Exercise task 1: In the piece on abstraction, rewrite everything from "Understanding file descriptors" down to "actually need to.", changing "fopen" to "fread".
Exercise task 2: According to the piece on abstraction, what did Python abstract away?

Document extract:
↓

Some engineers pride themselves on playing on hard mode.

They’ll scoff when a teammate reaches for an ORM, a serverless runtime, or an AI assistant because “real engineers know what’s happening under the hood.”

Here’s the truth: software has always been the art of standing on someone else’s breakthroughs. Knowing the layers beneath an abstraction is valuable, but refusing to stand on those shoulders is self-sabotage.

There are no awards for playing on hard mode. Just ship.


Abstraction is the default, not the exception

COBOL abstracted away punch cards.

C abstracted away assembly.

Python abstracted away manual memory management.

Every generation’s cheat code becomes the next generation’s baseline. Declaring today’s tools “unworthy” doesn’t make you rigorous; it makes you the main character in a sixty-year-old rerun.


Struggle ≠ Value

Old-school engineers love to flex their pain:

  • “I once deployed a monolith with Bash and Perl!”
  • “We didn’t need Docker; we installed everything manually in prod.”
  • “I wrote a full web app before React even existed!”

Neat. None of that suffering makes the product better. Using Docker, CDK, Justfile, Tailwind, Rails, pick your abstraction, doesn’t make you soft; it makes you efficient. Nobody hands out extra credit for solving a problem the hard way.


Knowledge ≠ Drudgery

Understanding file descriptors doesn’t obligate you to re-implement fopen each morning. Deep knowledge should empower you to move faster, not chain you to the basement. Use abstractions as leverage; break the glass only when you actually need to.


“Back in my day…”

↑

Data shown:
↓

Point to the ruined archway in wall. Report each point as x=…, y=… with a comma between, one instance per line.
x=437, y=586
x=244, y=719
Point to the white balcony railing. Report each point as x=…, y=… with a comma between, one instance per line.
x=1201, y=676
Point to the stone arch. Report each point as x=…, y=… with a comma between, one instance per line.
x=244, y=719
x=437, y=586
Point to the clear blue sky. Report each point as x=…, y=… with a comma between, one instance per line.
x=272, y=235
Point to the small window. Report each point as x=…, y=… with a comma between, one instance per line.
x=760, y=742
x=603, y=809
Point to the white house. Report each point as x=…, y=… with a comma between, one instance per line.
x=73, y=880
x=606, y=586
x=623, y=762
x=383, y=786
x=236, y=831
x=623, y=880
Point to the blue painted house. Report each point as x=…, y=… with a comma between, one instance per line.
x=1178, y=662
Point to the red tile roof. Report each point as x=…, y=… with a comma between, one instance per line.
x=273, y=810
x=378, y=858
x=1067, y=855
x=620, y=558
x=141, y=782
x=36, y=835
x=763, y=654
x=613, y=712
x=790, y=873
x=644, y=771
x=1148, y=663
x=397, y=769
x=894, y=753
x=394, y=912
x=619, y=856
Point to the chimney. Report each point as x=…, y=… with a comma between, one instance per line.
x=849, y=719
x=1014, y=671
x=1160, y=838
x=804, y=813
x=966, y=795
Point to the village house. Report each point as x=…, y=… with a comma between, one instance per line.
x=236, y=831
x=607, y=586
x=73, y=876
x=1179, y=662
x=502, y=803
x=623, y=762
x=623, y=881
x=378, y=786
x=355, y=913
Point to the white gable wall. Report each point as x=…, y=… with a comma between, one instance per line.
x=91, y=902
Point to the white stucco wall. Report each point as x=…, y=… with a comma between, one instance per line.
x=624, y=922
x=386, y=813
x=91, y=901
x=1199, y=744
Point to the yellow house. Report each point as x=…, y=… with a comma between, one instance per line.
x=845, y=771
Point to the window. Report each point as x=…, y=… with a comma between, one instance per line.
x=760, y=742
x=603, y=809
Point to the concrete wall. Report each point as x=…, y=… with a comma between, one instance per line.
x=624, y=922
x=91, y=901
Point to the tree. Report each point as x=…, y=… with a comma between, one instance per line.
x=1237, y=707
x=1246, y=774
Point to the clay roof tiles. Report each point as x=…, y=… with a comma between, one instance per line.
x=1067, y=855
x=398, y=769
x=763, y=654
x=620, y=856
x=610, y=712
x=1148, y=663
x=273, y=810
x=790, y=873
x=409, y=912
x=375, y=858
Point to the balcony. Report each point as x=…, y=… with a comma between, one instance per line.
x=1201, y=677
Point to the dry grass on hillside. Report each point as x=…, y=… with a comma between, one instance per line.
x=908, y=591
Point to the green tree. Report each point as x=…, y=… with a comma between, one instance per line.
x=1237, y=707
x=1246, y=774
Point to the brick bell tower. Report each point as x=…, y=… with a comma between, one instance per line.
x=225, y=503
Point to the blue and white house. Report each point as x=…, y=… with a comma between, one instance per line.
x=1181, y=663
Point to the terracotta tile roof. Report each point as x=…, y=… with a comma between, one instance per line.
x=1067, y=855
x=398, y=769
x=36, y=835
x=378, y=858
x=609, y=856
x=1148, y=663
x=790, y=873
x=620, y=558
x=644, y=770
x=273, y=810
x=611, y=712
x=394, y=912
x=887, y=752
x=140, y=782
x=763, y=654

↑

Complete response 1:
Understanding file descriptors doesn’t obligate you to re-implement fread each morning. Deep knowledge should empower you to move faster, not chain you to the basement. Use abstractions as leverage; break the glass only when you actually need to.

Complete response 2: Manual memory management.